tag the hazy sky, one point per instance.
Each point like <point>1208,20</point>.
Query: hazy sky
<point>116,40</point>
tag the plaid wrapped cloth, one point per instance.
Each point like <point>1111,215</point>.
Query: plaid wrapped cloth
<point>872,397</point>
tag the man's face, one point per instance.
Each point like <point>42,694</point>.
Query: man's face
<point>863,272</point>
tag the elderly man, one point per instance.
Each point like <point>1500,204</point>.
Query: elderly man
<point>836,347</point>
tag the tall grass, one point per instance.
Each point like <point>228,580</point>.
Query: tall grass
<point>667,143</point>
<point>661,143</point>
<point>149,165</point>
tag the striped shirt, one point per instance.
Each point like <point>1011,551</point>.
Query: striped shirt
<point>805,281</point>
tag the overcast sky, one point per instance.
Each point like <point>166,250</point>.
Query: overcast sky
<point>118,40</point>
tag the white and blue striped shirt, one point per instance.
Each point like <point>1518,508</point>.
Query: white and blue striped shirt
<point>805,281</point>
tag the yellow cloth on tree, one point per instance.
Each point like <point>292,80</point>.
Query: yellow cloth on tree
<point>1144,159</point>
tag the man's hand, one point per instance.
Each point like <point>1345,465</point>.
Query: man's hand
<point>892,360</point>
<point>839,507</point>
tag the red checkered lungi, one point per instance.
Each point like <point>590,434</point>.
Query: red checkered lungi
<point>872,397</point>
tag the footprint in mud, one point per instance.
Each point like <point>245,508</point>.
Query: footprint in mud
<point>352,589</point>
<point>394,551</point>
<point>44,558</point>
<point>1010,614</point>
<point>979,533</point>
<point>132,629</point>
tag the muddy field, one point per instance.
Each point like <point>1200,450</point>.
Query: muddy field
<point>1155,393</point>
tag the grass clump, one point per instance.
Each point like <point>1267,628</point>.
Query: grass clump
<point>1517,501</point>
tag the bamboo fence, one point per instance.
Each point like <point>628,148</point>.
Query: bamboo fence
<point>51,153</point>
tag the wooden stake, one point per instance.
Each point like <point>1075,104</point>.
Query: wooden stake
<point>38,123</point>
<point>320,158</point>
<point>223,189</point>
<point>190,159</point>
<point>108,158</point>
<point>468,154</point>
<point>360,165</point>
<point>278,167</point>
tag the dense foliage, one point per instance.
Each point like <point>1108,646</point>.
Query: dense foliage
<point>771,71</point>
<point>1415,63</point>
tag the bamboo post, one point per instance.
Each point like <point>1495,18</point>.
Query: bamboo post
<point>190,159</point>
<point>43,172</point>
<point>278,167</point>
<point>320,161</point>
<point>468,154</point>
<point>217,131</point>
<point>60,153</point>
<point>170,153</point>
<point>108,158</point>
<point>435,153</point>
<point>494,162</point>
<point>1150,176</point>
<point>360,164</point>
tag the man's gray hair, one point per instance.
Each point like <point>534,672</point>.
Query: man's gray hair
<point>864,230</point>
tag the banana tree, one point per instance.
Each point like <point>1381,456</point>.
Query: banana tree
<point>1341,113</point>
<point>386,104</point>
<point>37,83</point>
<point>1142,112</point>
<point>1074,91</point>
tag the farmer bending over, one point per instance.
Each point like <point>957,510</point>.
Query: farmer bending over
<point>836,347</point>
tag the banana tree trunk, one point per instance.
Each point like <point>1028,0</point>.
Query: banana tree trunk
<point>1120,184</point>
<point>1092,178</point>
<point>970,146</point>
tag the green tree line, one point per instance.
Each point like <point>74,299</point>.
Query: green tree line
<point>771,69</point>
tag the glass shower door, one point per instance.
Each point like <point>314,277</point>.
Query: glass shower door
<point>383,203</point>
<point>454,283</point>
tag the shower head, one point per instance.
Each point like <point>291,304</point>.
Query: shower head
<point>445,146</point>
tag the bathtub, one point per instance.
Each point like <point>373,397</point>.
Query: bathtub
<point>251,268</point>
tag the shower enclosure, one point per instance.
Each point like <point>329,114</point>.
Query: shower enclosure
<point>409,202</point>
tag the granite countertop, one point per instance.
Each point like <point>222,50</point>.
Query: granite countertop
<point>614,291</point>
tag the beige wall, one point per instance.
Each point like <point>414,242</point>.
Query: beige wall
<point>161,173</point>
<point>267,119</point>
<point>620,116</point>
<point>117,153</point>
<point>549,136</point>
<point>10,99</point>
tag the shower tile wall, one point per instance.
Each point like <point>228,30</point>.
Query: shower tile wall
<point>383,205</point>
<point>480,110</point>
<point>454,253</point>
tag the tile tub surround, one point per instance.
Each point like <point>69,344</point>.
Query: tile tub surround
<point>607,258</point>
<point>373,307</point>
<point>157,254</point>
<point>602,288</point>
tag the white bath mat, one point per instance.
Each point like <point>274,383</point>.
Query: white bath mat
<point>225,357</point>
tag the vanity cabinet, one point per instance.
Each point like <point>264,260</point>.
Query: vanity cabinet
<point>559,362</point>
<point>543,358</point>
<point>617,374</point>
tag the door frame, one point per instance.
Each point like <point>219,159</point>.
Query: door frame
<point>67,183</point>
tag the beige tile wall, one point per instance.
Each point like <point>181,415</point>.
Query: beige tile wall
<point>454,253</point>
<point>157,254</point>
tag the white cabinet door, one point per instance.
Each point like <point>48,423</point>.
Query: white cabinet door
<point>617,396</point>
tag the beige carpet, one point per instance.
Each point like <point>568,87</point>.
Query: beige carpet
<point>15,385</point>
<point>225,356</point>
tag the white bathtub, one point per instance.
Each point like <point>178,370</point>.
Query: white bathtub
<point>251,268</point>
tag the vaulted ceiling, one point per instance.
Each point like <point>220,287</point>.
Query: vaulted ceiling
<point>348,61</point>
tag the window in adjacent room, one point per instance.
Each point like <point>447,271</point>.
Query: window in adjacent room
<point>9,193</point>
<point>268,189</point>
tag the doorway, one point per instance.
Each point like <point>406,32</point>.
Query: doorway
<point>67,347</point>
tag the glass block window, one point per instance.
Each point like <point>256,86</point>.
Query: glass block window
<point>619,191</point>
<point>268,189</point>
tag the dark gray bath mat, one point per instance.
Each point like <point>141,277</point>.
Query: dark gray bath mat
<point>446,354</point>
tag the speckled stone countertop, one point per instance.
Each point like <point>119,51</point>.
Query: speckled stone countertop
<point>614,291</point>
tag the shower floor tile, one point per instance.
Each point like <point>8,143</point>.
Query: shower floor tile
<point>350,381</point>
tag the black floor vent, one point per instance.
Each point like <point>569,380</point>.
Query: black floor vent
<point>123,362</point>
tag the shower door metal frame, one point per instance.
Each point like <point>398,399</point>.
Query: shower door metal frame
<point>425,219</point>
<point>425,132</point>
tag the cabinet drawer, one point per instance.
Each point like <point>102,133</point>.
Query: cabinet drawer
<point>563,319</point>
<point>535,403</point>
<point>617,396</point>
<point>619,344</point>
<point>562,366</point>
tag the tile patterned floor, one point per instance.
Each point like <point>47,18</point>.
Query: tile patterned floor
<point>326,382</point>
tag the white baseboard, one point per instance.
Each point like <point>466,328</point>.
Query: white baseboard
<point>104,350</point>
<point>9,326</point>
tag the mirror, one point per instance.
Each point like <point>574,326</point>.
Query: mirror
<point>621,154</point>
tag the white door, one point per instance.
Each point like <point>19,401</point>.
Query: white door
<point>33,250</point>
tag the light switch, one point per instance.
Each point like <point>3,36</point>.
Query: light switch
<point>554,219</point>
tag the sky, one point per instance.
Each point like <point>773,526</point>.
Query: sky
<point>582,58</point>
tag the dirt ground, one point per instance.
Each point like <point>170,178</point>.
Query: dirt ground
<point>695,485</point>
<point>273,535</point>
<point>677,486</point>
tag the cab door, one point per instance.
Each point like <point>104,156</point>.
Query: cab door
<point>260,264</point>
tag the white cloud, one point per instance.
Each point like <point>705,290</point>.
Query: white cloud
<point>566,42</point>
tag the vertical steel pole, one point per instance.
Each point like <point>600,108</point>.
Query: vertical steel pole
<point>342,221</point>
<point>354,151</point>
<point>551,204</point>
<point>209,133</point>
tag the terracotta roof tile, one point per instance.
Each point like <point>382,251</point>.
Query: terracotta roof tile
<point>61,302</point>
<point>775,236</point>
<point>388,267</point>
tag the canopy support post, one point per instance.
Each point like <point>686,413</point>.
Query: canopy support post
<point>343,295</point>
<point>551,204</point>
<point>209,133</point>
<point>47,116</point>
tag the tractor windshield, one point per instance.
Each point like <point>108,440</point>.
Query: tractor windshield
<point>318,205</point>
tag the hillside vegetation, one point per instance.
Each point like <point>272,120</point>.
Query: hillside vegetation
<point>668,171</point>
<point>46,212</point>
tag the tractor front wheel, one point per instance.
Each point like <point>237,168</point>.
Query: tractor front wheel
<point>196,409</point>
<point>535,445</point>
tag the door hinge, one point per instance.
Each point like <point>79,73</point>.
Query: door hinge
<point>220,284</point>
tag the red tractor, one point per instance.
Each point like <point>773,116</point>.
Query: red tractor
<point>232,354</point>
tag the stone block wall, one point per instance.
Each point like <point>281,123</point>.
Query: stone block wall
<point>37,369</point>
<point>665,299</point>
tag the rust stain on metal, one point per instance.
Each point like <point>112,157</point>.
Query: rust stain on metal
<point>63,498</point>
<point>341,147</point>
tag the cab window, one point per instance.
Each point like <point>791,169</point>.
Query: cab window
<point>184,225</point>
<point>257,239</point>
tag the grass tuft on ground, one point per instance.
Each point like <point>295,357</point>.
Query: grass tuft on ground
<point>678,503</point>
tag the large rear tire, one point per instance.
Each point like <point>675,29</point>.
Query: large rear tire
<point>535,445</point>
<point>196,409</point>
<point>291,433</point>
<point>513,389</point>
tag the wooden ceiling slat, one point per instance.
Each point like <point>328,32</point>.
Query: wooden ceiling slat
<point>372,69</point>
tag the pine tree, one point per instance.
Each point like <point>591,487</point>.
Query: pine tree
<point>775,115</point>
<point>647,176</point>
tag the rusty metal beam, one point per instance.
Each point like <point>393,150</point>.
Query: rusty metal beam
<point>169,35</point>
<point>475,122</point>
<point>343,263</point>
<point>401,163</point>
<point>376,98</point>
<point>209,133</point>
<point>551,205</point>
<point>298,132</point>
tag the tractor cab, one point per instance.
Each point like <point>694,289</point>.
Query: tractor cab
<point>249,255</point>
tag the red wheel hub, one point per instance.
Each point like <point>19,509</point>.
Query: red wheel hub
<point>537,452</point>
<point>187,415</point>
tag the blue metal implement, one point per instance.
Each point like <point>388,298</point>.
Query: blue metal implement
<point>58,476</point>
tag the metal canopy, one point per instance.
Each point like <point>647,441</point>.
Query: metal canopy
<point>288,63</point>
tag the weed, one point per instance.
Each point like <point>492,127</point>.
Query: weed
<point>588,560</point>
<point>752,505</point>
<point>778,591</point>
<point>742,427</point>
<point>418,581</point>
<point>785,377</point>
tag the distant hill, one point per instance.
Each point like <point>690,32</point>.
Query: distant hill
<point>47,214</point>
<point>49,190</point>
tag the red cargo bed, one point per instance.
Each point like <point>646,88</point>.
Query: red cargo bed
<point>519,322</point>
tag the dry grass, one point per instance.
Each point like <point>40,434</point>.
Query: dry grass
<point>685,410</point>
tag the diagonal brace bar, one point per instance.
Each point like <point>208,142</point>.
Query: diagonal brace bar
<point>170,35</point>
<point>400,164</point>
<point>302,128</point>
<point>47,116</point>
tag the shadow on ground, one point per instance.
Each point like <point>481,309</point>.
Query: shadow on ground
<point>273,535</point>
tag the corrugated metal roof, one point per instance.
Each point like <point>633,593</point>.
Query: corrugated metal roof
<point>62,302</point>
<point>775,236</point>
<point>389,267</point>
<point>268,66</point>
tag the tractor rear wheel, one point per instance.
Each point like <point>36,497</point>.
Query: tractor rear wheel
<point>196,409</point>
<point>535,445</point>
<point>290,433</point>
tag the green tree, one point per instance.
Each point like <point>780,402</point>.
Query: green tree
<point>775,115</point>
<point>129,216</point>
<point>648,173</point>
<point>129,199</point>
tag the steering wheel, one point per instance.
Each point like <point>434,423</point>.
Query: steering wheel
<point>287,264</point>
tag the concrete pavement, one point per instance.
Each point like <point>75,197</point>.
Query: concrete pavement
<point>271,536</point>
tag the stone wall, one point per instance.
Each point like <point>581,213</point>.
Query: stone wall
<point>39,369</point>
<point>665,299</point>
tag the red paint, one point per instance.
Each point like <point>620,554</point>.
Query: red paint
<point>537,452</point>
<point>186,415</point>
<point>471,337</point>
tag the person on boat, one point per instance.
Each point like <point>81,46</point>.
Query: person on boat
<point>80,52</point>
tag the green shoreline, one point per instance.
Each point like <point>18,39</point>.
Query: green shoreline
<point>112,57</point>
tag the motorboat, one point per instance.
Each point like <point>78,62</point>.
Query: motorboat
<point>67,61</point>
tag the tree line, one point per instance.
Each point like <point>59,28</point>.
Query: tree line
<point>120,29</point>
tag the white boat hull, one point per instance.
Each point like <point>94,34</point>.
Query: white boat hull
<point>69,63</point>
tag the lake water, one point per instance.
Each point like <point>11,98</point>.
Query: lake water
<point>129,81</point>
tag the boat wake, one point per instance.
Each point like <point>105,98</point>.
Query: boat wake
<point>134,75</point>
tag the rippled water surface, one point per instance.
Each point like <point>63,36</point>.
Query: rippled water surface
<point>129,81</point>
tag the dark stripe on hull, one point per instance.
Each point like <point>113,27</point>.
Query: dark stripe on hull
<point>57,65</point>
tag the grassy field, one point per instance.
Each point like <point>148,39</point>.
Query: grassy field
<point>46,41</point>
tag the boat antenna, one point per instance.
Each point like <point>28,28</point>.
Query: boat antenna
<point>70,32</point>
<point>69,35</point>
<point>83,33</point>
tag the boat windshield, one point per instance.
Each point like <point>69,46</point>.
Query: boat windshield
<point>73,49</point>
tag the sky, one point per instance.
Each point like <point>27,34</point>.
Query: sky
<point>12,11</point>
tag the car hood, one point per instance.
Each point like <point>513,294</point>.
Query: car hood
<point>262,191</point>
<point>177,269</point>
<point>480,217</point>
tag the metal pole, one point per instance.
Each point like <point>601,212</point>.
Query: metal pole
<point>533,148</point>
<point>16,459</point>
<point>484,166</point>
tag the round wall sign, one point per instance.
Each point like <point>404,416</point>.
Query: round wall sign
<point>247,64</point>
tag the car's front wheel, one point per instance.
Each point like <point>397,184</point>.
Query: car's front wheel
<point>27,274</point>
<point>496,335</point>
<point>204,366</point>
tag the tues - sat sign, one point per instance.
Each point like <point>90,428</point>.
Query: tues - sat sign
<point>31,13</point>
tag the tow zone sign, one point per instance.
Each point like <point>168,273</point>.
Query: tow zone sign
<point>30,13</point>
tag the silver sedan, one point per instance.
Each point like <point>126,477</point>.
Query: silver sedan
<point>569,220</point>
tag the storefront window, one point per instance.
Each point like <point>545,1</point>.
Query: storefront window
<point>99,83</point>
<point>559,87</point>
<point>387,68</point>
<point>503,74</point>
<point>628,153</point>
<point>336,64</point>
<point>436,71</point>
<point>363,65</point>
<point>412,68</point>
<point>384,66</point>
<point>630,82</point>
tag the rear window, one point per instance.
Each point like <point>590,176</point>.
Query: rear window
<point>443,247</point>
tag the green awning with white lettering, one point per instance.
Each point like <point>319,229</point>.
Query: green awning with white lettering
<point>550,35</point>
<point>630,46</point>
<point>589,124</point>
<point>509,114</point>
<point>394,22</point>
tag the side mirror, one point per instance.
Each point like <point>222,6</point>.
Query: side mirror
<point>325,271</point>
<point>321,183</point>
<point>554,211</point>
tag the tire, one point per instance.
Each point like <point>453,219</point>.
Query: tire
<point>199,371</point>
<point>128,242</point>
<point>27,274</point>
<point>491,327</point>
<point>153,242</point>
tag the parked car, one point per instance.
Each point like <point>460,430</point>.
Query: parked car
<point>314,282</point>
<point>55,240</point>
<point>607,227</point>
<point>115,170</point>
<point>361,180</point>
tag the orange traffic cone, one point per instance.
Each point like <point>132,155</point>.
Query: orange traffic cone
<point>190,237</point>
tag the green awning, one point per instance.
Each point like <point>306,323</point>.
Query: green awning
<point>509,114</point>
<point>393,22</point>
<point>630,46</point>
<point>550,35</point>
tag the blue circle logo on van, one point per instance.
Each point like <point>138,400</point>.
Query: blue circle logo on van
==*==
# Task directions
Please rewrite the listing lines from the line holding "tag the person" through the line holding "<point>120,29</point>", inclusive, swapping "motorboat" for "speedboat" and leaving all else unchanged. Return only those lines.

# Full answer
tag the person on boat, one point per instance.
Each point like <point>81,46</point>.
Query: person on boat
<point>80,52</point>
tag the green shoreline, one point per instance.
Each point like <point>18,39</point>.
Query: green shoreline
<point>112,57</point>
tag the speedboat, one point per instance.
Each point like <point>78,62</point>.
Query: speedboat
<point>67,61</point>
tag the tree line, one point per instance.
Each point like <point>59,28</point>.
Query: tree line
<point>120,29</point>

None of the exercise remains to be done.